Aim:
Repeat the lines beginning at the one with "formatted like [231,78]." and running to the end of the material, keeping the first and last of them, exactly as they appear.

Task material:

──────────────────────────────

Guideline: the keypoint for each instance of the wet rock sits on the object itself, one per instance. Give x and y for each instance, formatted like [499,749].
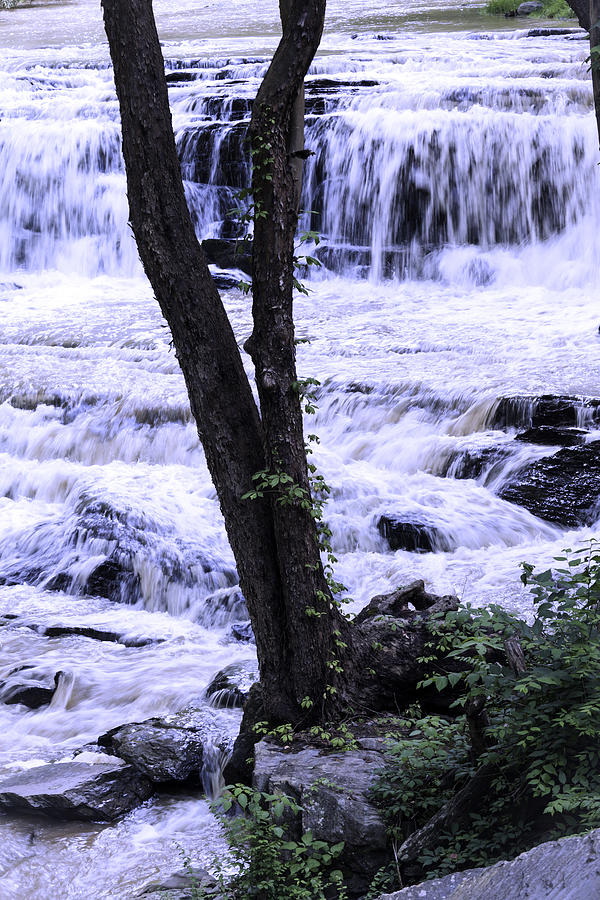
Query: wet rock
[229,254]
[546,410]
[242,631]
[225,282]
[562,488]
[532,6]
[230,687]
[408,535]
[131,542]
[473,462]
[33,693]
[170,749]
[186,884]
[568,869]
[181,77]
[224,606]
[97,634]
[552,32]
[550,435]
[216,154]
[76,790]
[398,603]
[332,790]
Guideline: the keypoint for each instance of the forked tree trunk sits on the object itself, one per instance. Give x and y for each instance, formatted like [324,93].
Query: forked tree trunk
[274,544]
[305,647]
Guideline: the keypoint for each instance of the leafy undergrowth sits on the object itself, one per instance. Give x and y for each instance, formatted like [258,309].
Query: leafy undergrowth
[541,738]
[553,9]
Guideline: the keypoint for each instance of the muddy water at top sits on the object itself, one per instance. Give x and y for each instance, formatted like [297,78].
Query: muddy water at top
[453,182]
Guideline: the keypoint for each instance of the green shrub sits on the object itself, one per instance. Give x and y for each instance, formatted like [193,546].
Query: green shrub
[544,721]
[553,9]
[263,863]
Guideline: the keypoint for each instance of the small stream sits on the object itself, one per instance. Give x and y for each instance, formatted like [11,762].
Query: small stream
[455,185]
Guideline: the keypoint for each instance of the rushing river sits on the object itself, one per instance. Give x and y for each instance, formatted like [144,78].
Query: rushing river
[455,183]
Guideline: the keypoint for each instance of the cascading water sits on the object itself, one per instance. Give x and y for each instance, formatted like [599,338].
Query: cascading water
[453,182]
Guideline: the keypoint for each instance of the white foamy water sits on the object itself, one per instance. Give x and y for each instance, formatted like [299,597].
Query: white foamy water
[455,184]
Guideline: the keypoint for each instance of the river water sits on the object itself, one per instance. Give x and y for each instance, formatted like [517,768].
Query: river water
[455,183]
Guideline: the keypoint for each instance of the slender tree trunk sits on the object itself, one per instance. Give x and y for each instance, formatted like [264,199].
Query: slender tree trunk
[588,14]
[274,545]
[295,142]
[594,28]
[312,620]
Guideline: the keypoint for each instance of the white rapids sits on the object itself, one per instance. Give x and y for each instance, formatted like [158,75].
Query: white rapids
[455,183]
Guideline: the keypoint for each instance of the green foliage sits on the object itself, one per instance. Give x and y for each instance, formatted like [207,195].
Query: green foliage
[263,863]
[501,7]
[544,721]
[553,9]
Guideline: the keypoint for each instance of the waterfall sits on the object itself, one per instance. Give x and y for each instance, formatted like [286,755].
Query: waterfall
[453,181]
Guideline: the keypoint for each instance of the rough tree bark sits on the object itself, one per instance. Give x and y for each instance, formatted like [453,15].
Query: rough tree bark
[588,15]
[306,648]
[274,544]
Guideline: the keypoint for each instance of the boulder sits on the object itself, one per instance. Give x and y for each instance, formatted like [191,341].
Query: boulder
[187,884]
[399,602]
[242,631]
[76,790]
[403,534]
[553,435]
[170,749]
[332,790]
[545,410]
[229,254]
[562,488]
[473,462]
[230,687]
[35,693]
[529,8]
[96,634]
[568,869]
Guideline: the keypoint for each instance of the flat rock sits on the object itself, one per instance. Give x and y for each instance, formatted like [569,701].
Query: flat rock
[403,534]
[532,6]
[544,410]
[242,631]
[76,790]
[187,884]
[97,634]
[229,254]
[34,693]
[332,790]
[558,870]
[562,488]
[553,436]
[230,687]
[170,749]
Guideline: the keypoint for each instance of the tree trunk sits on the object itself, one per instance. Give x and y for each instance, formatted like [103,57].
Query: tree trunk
[588,14]
[275,545]
[594,29]
[313,663]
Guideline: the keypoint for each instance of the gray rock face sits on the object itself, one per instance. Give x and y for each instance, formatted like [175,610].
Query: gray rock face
[186,884]
[562,488]
[33,693]
[332,789]
[559,870]
[76,790]
[406,535]
[230,687]
[532,6]
[169,749]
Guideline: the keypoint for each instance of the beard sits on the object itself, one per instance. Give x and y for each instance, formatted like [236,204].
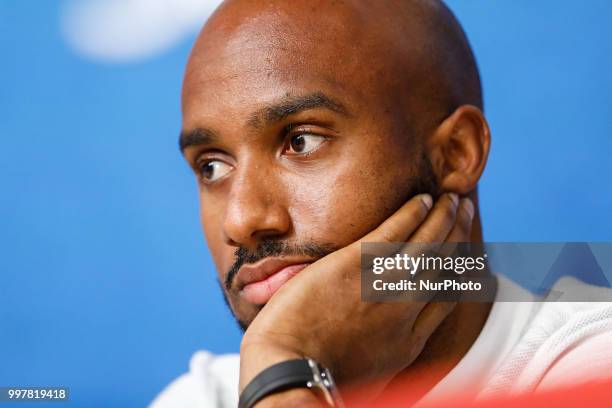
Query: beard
[425,182]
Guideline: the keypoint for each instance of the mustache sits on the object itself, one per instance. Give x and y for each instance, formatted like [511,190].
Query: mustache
[272,247]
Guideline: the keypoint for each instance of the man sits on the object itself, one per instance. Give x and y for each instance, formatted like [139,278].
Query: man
[312,127]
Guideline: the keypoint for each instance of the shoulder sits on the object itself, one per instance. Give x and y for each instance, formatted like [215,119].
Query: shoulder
[212,380]
[565,340]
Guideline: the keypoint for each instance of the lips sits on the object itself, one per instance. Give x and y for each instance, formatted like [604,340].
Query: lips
[260,281]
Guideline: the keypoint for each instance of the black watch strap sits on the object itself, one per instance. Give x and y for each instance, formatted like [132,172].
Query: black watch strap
[282,376]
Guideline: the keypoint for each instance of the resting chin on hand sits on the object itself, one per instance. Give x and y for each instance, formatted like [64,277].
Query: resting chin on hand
[319,313]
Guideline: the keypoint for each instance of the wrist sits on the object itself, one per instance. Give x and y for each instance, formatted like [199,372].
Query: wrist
[256,356]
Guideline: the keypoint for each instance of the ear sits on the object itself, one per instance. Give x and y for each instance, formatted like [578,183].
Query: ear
[459,148]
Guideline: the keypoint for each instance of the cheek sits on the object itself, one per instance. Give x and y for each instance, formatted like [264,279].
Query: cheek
[352,196]
[222,254]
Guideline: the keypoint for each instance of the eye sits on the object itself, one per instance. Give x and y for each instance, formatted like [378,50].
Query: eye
[304,143]
[213,170]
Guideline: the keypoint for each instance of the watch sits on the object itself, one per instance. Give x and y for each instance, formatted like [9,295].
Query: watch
[298,373]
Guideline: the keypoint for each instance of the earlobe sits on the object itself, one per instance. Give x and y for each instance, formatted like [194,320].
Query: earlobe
[459,149]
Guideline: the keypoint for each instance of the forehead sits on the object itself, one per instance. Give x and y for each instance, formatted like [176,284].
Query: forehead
[246,57]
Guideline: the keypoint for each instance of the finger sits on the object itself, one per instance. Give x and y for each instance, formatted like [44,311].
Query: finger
[430,318]
[399,226]
[439,222]
[463,226]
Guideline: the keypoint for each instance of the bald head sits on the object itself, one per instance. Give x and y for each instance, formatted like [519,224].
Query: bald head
[413,53]
[308,123]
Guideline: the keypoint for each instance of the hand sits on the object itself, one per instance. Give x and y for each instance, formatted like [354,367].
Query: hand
[319,313]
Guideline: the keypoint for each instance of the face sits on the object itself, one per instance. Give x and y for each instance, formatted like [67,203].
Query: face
[298,147]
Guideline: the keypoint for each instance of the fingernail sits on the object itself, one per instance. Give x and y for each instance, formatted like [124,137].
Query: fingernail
[468,206]
[427,200]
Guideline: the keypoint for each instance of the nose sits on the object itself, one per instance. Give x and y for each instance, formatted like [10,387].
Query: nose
[255,208]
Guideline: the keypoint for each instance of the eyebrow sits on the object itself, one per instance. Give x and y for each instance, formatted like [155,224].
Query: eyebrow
[291,105]
[268,115]
[197,136]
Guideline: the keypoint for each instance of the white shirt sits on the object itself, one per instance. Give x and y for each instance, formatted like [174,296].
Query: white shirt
[523,347]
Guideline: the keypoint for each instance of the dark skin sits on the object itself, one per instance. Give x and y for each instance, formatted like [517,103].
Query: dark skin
[307,122]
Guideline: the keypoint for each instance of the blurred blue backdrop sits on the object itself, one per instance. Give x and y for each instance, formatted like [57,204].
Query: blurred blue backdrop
[107,286]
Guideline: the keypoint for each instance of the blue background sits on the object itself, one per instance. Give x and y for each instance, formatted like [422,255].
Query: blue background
[106,284]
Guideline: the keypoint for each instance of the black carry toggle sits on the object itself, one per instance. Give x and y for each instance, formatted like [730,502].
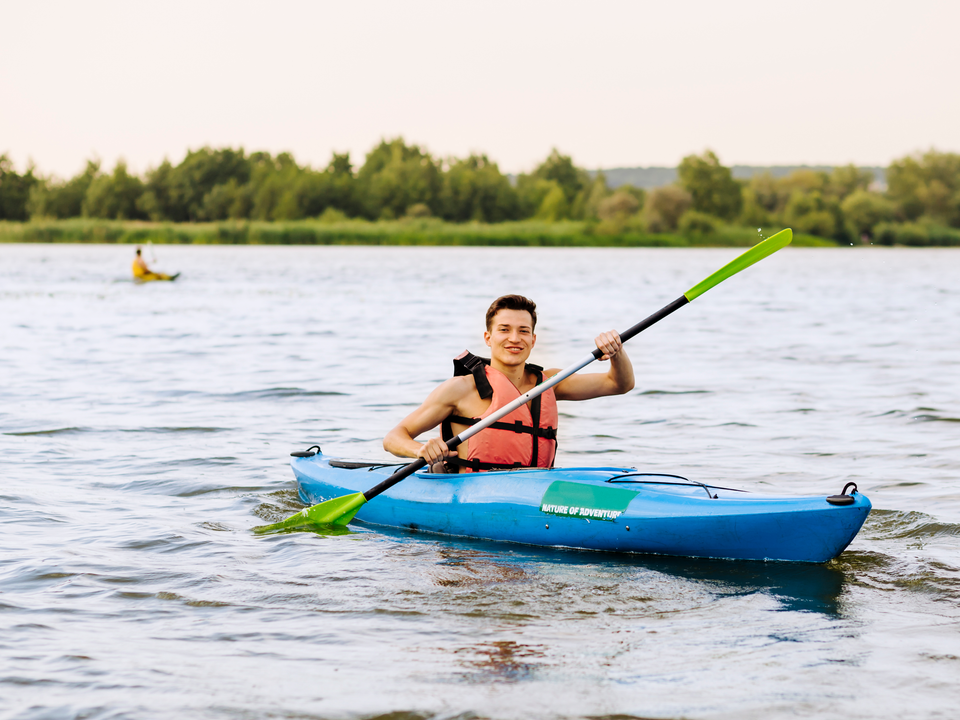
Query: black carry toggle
[843,498]
[306,453]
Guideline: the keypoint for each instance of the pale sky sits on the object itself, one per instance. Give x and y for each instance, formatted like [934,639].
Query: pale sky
[611,83]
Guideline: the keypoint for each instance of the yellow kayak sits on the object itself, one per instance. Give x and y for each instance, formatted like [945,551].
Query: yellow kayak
[151,277]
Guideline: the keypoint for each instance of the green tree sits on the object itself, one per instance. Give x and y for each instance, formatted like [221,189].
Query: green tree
[588,201]
[865,210]
[395,176]
[179,193]
[114,196]
[344,193]
[57,199]
[665,206]
[927,184]
[14,190]
[554,206]
[616,211]
[711,186]
[558,169]
[475,189]
[846,180]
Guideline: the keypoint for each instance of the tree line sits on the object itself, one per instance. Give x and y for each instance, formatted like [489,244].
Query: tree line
[920,205]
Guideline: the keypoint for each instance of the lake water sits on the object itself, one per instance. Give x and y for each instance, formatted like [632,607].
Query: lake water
[144,430]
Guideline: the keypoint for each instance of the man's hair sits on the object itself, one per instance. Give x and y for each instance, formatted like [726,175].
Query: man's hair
[512,302]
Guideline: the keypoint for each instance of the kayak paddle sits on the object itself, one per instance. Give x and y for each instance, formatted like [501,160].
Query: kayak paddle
[340,511]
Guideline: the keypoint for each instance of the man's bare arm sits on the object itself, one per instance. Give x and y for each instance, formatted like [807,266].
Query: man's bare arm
[440,404]
[616,381]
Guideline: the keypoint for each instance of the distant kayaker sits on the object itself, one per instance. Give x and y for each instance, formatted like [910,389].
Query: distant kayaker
[527,436]
[142,274]
[140,269]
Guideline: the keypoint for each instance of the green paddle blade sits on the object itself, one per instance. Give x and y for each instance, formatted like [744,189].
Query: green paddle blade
[338,511]
[755,254]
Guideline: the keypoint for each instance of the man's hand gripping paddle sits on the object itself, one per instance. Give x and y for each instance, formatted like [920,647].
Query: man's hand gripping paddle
[340,511]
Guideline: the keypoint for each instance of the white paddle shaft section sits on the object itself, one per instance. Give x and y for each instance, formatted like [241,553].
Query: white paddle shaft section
[522,400]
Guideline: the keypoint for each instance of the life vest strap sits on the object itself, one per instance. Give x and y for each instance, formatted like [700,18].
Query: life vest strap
[517,426]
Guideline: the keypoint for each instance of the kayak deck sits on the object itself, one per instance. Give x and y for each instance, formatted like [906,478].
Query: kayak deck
[605,508]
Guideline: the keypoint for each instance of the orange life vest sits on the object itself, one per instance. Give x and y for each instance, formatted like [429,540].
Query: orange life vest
[527,437]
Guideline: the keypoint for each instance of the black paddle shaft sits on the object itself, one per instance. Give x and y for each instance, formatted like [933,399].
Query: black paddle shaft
[453,442]
[644,324]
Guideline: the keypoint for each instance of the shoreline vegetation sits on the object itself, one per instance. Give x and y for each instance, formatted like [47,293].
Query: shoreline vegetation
[425,231]
[403,195]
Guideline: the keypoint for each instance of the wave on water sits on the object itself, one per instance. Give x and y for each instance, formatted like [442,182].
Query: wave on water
[55,431]
[907,525]
[675,392]
[918,415]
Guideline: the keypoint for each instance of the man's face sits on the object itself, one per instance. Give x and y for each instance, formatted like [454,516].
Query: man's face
[511,337]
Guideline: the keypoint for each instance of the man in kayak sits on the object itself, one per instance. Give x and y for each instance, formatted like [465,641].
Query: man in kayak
[140,269]
[527,436]
[143,274]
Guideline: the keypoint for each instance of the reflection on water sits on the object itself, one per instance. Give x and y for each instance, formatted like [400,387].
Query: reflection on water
[145,430]
[499,661]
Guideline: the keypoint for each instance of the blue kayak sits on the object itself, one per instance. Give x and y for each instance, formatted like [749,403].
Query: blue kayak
[600,508]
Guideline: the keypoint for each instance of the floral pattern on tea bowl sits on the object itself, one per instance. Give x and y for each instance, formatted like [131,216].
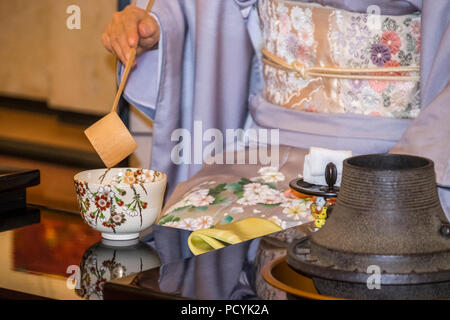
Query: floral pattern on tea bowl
[120,202]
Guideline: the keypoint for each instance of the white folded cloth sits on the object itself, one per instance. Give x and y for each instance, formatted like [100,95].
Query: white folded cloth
[316,161]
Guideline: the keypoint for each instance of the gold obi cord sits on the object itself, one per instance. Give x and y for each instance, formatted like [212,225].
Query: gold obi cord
[391,73]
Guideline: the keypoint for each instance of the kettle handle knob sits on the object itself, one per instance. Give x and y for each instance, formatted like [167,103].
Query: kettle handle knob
[330,175]
[445,230]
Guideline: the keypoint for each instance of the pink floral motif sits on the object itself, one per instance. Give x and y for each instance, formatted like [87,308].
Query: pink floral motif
[415,27]
[303,53]
[392,41]
[102,202]
[205,222]
[285,24]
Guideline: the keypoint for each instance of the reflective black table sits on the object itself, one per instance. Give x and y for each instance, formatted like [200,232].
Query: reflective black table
[47,254]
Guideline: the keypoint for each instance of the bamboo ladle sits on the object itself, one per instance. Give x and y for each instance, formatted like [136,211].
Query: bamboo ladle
[109,136]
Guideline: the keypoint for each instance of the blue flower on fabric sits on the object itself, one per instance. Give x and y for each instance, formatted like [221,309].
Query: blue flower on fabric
[380,54]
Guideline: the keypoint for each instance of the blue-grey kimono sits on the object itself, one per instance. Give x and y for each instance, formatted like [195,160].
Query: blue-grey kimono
[208,67]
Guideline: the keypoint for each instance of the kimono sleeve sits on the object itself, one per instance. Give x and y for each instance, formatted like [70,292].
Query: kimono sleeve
[429,134]
[143,88]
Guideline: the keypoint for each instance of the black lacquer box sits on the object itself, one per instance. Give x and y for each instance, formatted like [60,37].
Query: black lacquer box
[13,185]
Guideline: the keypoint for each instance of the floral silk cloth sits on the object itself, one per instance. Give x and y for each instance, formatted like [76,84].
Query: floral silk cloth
[221,194]
[318,36]
[311,35]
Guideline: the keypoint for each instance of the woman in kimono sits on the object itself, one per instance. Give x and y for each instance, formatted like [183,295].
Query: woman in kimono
[263,64]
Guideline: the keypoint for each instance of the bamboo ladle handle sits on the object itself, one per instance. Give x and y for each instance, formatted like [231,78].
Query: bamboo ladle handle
[128,67]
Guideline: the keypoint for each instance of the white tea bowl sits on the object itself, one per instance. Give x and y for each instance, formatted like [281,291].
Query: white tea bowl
[120,202]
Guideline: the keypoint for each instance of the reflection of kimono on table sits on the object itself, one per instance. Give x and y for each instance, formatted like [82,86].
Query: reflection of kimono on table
[209,67]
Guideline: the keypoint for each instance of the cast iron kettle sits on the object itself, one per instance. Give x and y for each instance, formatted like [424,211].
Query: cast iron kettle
[387,222]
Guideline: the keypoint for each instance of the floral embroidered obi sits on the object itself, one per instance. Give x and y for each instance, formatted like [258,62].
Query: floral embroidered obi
[335,45]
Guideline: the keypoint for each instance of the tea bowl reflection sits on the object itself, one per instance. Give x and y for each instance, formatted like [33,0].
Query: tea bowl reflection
[120,202]
[108,260]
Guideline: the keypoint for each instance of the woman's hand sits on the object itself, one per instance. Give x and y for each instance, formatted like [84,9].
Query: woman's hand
[130,28]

──────────────────────────────

Task solution:
Guideline: the keypoint for each instance of the bamboo ladle handle sits on the object itself, one per instance. Give x and y for each instance, formatted like [231,78].
Query: bamboo ladle handle
[128,67]
Guideline: the keypoint for each instance of the white tea bowl sits on the object itself, one per instance. Give x and y for each instance, formatted like [281,291].
Query: white tea bowl
[120,202]
Guideline: the keypoint for each instance of the reflection of kimono on table sits on the object itself, one per instance. Give x and y for each instance, formatted like [82,86].
Query: reflection of kimono on table
[209,67]
Guideline: the keypoint for each instance of the cast iron kettle sits on the object itself, one per instance. Give x and y for each instance, formatted like [424,211].
Query: cast iron kettle
[387,222]
Guideline: the keypoint for each instance of the floral embroidered obi sits on the object itself, one per instance. Give x and y for each instance, formatted like [258,62].
Query: floral embroidered obi
[335,45]
Guideline: the keypoint for each instance of the tea bowl reflection sits on the object itself, one per instance. Give x and y for each instance, formatted like [33,0].
Query: tea bowl reflection
[120,202]
[108,260]
Guideline: the keypoint for each instance of the woman's hand sits on the object itself, one per instance. Give x and y for each instance, formatted like [84,9].
Query: woman's hand
[130,28]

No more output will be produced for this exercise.